* [What you should do] Give back exactly the lines of the entries below from the line with "Each instance of the pale" to the line with "Each instance of the diver's leg", inclusive, and only those.

Source records:

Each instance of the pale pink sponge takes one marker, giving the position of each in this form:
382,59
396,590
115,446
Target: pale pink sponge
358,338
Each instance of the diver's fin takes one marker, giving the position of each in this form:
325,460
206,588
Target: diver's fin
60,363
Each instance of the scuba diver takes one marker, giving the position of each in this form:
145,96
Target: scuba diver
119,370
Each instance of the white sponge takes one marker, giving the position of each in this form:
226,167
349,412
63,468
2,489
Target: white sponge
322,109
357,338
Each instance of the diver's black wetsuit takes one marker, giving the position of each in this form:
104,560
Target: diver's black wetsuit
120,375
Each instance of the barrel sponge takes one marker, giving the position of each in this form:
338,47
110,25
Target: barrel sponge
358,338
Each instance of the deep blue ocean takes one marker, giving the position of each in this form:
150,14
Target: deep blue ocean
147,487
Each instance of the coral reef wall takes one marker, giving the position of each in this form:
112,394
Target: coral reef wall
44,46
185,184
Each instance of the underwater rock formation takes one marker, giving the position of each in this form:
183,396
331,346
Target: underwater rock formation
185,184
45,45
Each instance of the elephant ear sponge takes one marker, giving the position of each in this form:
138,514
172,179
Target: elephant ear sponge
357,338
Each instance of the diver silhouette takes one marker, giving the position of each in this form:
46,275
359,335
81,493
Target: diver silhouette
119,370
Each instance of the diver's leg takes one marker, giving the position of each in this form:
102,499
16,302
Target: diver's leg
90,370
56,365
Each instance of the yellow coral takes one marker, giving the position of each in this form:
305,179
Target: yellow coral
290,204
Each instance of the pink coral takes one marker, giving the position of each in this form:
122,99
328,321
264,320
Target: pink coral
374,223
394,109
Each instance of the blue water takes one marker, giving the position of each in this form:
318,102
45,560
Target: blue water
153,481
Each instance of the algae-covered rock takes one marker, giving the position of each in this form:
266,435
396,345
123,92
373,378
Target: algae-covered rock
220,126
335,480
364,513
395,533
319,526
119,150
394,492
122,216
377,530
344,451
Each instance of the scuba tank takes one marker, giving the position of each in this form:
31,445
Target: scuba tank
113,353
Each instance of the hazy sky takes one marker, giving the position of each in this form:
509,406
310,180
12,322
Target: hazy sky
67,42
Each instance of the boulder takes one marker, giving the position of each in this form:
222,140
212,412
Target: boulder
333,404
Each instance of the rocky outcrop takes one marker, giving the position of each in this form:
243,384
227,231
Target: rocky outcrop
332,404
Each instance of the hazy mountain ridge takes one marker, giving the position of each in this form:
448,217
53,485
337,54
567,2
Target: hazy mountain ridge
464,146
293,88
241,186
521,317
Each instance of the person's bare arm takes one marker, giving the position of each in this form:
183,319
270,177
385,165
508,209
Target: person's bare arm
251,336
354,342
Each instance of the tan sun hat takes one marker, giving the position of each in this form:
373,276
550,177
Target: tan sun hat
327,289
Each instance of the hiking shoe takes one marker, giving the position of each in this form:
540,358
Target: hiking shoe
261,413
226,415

...

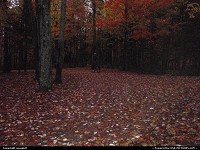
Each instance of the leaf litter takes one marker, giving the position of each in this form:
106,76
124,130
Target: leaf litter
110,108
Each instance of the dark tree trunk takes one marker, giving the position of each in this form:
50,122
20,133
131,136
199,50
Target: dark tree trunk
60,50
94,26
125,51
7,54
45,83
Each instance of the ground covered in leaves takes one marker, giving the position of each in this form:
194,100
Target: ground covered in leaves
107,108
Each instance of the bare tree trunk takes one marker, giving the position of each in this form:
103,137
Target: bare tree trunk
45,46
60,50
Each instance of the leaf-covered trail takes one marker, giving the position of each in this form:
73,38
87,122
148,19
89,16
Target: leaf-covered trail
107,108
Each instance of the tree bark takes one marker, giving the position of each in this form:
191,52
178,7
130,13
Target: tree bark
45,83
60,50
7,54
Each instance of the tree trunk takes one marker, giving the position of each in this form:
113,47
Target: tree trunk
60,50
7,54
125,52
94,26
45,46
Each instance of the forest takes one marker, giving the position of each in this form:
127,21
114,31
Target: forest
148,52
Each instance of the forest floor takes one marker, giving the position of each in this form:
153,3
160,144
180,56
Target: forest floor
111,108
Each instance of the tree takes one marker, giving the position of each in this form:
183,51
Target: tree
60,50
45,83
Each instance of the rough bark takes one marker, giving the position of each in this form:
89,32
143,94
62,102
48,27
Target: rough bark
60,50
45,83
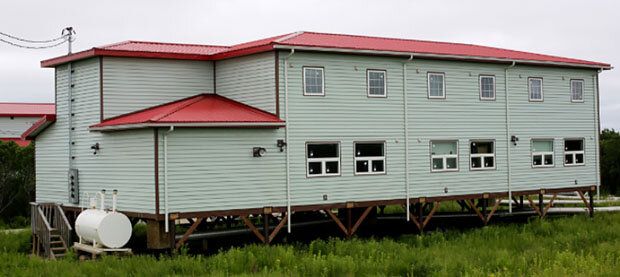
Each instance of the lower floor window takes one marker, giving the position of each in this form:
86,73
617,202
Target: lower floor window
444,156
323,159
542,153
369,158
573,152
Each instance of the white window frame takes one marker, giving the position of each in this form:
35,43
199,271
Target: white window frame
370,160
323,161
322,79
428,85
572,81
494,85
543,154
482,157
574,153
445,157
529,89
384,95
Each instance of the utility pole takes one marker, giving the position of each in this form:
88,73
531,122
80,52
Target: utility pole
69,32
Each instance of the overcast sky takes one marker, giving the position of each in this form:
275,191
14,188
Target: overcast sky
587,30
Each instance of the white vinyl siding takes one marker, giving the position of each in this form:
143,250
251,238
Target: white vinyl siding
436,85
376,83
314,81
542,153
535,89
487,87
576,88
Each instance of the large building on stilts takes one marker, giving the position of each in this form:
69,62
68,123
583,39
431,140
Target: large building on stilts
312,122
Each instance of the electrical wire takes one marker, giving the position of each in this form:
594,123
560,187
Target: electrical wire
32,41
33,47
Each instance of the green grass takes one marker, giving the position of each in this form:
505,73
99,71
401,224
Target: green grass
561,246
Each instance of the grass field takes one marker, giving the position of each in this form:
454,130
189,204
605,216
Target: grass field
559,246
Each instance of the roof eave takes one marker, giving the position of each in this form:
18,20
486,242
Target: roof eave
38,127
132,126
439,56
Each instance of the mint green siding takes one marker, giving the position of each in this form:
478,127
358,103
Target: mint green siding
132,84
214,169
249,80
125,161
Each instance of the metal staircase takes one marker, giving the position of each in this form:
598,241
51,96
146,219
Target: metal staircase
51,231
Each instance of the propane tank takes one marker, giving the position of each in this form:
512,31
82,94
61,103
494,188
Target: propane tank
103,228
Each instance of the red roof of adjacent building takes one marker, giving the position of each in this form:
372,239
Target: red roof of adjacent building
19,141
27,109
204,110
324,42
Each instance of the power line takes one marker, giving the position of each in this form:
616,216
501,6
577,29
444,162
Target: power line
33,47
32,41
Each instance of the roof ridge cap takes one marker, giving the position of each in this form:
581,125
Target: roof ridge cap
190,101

--

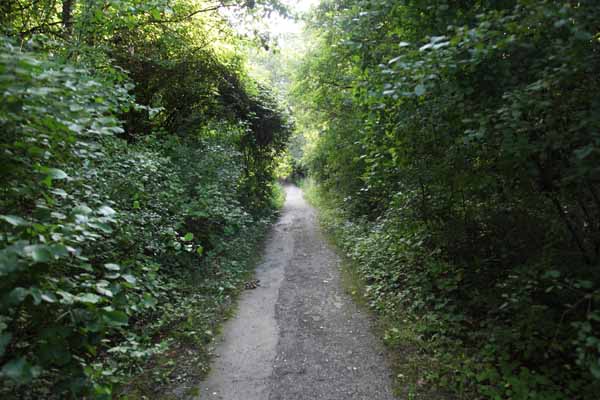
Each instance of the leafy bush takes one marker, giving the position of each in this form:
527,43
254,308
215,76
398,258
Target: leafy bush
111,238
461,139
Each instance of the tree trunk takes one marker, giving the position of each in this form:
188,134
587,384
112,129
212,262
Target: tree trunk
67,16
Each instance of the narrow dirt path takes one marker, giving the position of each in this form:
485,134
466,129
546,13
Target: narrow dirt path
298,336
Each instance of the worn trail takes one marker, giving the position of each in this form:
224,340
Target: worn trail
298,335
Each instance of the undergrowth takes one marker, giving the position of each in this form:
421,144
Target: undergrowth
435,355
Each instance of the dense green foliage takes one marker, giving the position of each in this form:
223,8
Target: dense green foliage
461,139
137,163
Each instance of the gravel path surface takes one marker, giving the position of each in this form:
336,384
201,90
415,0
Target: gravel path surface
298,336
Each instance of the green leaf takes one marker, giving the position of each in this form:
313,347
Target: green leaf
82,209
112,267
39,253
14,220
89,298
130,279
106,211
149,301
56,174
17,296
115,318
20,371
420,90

* [Answer section]
Each instance of the pale pink sponge takes one marker, giving the position of each in this form:
382,59
396,590
115,446
Target: pale pink sponge
358,338
Each instance of the diver's fin takes one marker, giving the position of each in this form:
325,460
206,588
Target: diver's fin
60,363
Each instance of the scuba diver takes one marker, giving the position of each in this form:
145,96
Target: scuba diver
119,370
Each instance of the white sponge takes one marker, giving the position of each in this form:
226,167
349,412
63,468
2,489
Target: white sponge
322,109
357,338
Each instance of the diver's black wetsuit takes one marker, giving the position of each in this form:
104,560
Target: diver's black wetsuit
120,375
Each instance of the barrel sponge takes one marker, giving the position of each in this form:
338,47
110,25
Target: barrel sponge
358,338
Each instance of the deep blue ocean takes one marker, giving the position of each in this form:
150,14
Target: deep blue ocean
147,487
Each instance of the coral reef wall takes one marker, giving the position of each in this form:
112,394
Target: coral reef wall
44,46
185,184
Each instance of the underwater rock formation takes one marker, giving the position of each in this form:
183,396
331,346
Target: underwater rock formation
185,184
45,45
Each instance of the elephant ear sponge takes one marker, giving the position of each in this form:
138,514
172,179
Target: elephant ear sponge
357,338
Each instance of the diver silhouette takes one marker, giving the position of each in this form:
46,275
359,335
81,493
Target: diver silhouette
119,370
Each instance of the diver's leg takes one marker, giving the position of each in this form:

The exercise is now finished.